- TEXT FOR ANALYSIS:
--
Hey! : Why You Should Never Have Kids With A Married Man

For the young ladies involved with married men, date them, chop their money and hypnotise them with the sexual skills on
parted to you by Jezebel herself.
But do not sire kids for them because that is how you get a one-way ticket to living hell. Do not be too greedy and attempt to use an innocent baby to milk money out of a married man.
It doesn’t matter how good in bed you are, or how much he says he loves you. Once that line is crossed, girl you are on your own! To be honest, Kenyan have it easy.
Get pregnant with that married man and you will be the slut, while he will be the innocent guy, as if devil dropped a banana peel on his path and he slipped right inside your vagina!
The second big mistake you can make is try to get the wife know the pregnancy or love child, especially if the man is proving to be deadbeat. What really do you hope to achieve? Break that family? Pfft! That will never happen.
Will you cause tension in their home? Absolutely! But from what we have seen in most Kenyan families, infidelity is highly forgivable.
In fact, telling his wife would only serve to drive the man farther from you. You want to score one past the owner of the ball, and don’t expect her to take her ball from you? Once that couple puts a unified front, you are done. Good luck concealing that smelly egg on your face!
If indeed the man does accept responsibility, you’d wish you were alone because you will be a single mother trapped in an illusion of marriage.
At the labour ward, you will be on your own; hell it would even be a chore to put his name on the birth certificate. He cannot leave his wife’s bed at night because you are in hospital having his baby. Your child’s birth story won’t be told with pride like those of the children he bore with his wife.
Neither would your child’s name ever come up on his list of kids; you are simply bringing your child in a life of shame and bias.
He will never acknowledge his second family in public, neither can your child call him daddy. While his wife drives comfortably in his car, you will be left walking in the hot sun with your child, until the lice eggs on your head crack open like a popcorn party!
And when you get to ride in that car on the rare occasions when he is driving you home after your sexcapades, he will go through that car with a fine comb to remove any speck of evidence that might betray your presence in the ride.
--
- DATA LISTING:

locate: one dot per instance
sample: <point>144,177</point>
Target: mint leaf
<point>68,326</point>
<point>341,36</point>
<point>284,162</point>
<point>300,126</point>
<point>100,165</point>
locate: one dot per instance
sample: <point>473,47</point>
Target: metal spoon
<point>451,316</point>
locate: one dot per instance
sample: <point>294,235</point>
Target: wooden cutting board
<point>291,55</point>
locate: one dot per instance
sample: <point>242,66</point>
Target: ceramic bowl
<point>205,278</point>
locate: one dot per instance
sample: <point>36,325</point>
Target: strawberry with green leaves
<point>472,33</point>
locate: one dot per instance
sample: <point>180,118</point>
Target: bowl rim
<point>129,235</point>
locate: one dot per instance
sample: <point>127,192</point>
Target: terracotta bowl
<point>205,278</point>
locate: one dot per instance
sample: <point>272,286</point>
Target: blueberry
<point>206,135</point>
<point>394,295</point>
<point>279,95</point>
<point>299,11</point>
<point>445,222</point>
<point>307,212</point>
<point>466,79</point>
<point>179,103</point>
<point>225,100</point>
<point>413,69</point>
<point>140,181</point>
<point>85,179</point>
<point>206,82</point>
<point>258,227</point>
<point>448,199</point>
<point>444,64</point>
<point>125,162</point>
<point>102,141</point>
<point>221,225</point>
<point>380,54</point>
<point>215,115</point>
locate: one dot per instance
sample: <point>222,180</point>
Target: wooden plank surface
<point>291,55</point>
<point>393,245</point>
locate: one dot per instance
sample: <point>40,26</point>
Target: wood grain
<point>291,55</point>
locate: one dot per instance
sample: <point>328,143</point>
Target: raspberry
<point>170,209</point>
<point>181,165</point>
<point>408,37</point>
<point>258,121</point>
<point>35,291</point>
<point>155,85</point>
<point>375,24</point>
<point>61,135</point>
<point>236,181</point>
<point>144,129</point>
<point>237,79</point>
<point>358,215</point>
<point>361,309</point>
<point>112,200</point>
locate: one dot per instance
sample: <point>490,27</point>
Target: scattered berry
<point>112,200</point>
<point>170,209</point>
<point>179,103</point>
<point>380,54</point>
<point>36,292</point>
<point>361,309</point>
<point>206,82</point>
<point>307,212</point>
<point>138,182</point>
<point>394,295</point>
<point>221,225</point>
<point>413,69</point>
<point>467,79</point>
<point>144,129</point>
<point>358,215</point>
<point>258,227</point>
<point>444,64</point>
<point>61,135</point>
--
- EXERCISE OBJECTIVE:
Continue the article about having children with a married man, starting after its last sentence.

- RESPONSE AREA:
In short, you are a ghost in his world. Your life only matters when the two of you are naked behind closed doors.
Since you have a baby and can no longer walk liberally into hotels with breast milk plastering your blouse to your skin, he would start avoiding your sneaky rendezvous altogether.
He can’t even come over to your house coz with the whole dirty diaper-baby yelling situation going on, you kind of remind him of what he was running away from in the first place.
Suddenly, things completely change and you begin seeing him once a month before he immediately disappears again like a clerical civil servant’s salary.
He will provide for you when he feels like and won’t care if you boil sofa cushions for dinner when the meagre upkeep money he sends your way runs out.
You will always be the pathetic beggar at the end of the food chain. After he sends his family for holidays or buys them extravagant things, you will be the recipient of spare change.
It doesn’t matter how much money he earns, it’s not yours. You can never replace his wife in this life or the next.
Your portions will never be equal. You do not know where they came from; do not know how they got to where they are;  you do not know the sleepless nights they put in or if they sacrificed a kid or two for wealth.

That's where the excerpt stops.